WHAT IS BEING ASKED:
Copy out, unchanged, the lines of the material starting with the line containing "Target: teal hair tuft" and continuing through the line containing "column 220, row 280", including both of those lines.

DATA SUPPLIED:
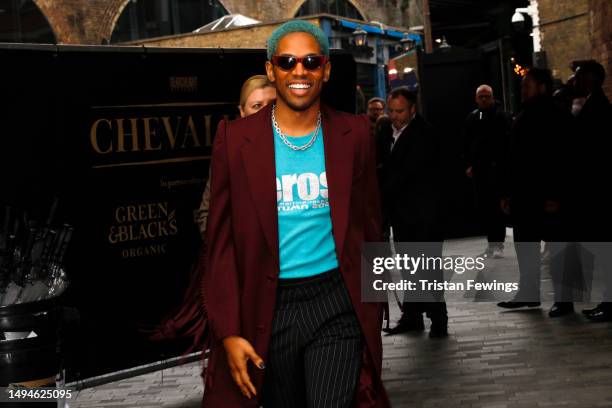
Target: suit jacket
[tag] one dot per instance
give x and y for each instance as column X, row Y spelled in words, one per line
column 410, row 175
column 241, row 276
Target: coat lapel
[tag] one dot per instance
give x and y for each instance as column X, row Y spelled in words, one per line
column 258, row 156
column 339, row 156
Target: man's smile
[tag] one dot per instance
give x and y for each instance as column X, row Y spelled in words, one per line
column 299, row 88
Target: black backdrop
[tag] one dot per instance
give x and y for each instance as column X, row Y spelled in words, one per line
column 121, row 135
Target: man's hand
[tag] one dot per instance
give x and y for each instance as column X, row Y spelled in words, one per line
column 505, row 205
column 239, row 351
column 551, row 206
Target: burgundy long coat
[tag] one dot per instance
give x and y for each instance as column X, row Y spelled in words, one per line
column 239, row 284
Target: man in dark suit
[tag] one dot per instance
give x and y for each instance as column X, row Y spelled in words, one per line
column 293, row 198
column 410, row 190
column 533, row 185
column 594, row 123
column 485, row 133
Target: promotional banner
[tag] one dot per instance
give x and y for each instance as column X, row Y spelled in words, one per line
column 122, row 137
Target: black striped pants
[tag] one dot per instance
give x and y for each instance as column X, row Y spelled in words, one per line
column 315, row 351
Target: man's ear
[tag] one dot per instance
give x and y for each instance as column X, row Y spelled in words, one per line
column 270, row 71
column 326, row 71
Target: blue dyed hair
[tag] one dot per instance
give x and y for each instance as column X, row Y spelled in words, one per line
column 297, row 26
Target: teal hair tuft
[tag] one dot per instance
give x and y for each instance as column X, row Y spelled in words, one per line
column 297, row 26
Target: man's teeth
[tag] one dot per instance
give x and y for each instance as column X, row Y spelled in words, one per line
column 299, row 86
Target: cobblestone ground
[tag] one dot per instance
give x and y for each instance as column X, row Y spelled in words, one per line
column 492, row 359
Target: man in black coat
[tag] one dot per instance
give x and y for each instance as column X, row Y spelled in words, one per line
column 593, row 220
column 485, row 133
column 408, row 151
column 533, row 180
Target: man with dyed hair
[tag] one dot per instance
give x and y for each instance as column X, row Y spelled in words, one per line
column 293, row 197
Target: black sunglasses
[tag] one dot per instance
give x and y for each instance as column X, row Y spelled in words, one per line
column 288, row 62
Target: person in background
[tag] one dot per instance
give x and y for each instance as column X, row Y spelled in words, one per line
column 485, row 134
column 190, row 320
column 594, row 124
column 376, row 109
column 256, row 92
column 533, row 184
column 410, row 190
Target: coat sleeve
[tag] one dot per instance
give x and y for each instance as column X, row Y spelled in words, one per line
column 220, row 280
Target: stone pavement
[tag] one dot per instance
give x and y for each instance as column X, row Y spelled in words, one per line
column 492, row 359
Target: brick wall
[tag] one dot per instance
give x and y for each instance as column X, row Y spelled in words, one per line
column 81, row 21
column 247, row 37
column 565, row 28
column 601, row 36
column 92, row 21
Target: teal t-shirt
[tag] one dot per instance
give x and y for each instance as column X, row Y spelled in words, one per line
column 306, row 243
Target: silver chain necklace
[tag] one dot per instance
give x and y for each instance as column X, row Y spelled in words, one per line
column 287, row 142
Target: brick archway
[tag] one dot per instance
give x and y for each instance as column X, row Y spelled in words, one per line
column 124, row 3
column 293, row 10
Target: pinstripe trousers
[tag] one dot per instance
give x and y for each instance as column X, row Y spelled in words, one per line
column 314, row 357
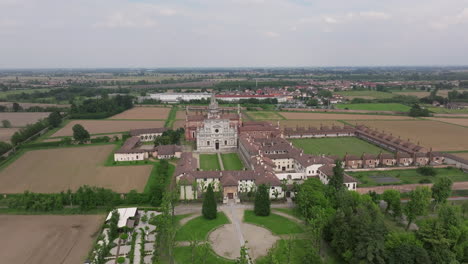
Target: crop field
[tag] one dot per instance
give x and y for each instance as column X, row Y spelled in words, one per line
column 264, row 115
column 56, row 170
column 106, row 126
column 440, row 136
column 209, row 162
column 365, row 94
column 327, row 116
column 456, row 121
column 231, row 161
column 44, row 239
column 375, row 107
column 157, row 113
column 336, row 146
column 6, row 133
column 22, row 119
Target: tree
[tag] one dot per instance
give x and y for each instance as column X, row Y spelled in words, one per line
column 209, row 209
column 262, row 201
column 55, row 119
column 441, row 190
column 6, row 123
column 80, row 134
column 392, row 198
column 420, row 199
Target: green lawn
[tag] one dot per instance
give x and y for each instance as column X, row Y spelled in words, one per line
column 336, row 146
column 277, row 224
column 231, row 161
column 406, row 176
column 183, row 255
column 199, row 227
column 265, row 115
column 209, row 162
column 373, row 94
column 376, row 107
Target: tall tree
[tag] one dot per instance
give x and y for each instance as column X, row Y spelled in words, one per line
column 209, row 209
column 262, row 201
column 80, row 134
column 420, row 199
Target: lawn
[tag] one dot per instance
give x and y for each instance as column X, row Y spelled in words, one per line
column 374, row 178
column 231, row 161
column 277, row 224
column 183, row 255
column 366, row 94
column 199, row 227
column 338, row 146
column 209, row 162
column 375, row 107
column 265, row 115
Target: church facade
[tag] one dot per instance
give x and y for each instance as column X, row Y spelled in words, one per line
column 216, row 134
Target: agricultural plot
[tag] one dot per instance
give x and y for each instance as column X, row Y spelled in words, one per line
column 209, row 162
column 56, row 170
column 106, row 126
column 156, row 113
column 6, row 133
column 336, row 146
column 21, row 119
column 44, row 239
column 264, row 115
column 431, row 134
column 375, row 107
column 231, row 161
column 327, row 116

TASK SOLUTION:
Target: teal hair tuft
[tag] one dot per instance
give x and y for each instance as column X, row Y spelled in words, one per line
column 297, row 26
Target: man's teeth
[tag] one dot per instance
give x and y for each instance as column X, row Y spelled in words, one per line
column 299, row 86
Target: cobblestone ground
[tag] one dot per instance
give x and y for each instance as column X, row Y spelled in words, one per line
column 492, row 359
Target: man in black coat
[tag] one dot per instance
give x and y for each instance as column X, row Y spelled in words, one per line
column 593, row 220
column 485, row 133
column 408, row 151
column 533, row 180
Target: man with dyed hair
[tag] one dot per instance
give x and y for each instance as column X, row Y spelled in words, one per line
column 293, row 197
Target: black sunglasses
[tag] one dot per instance
give x and y for each instance as column X, row Y spelled in words, one per line
column 288, row 62
Target: person in background
[tag] one dot per instance
give x and y for each instance as column X, row Y spelled in words, one per line
column 485, row 134
column 190, row 320
column 594, row 124
column 376, row 109
column 256, row 92
column 533, row 184
column 410, row 190
Target: coat sleeve
[tag] one dot per instance
give x and y for each instance as column X, row Y spelled in words, one per line
column 220, row 280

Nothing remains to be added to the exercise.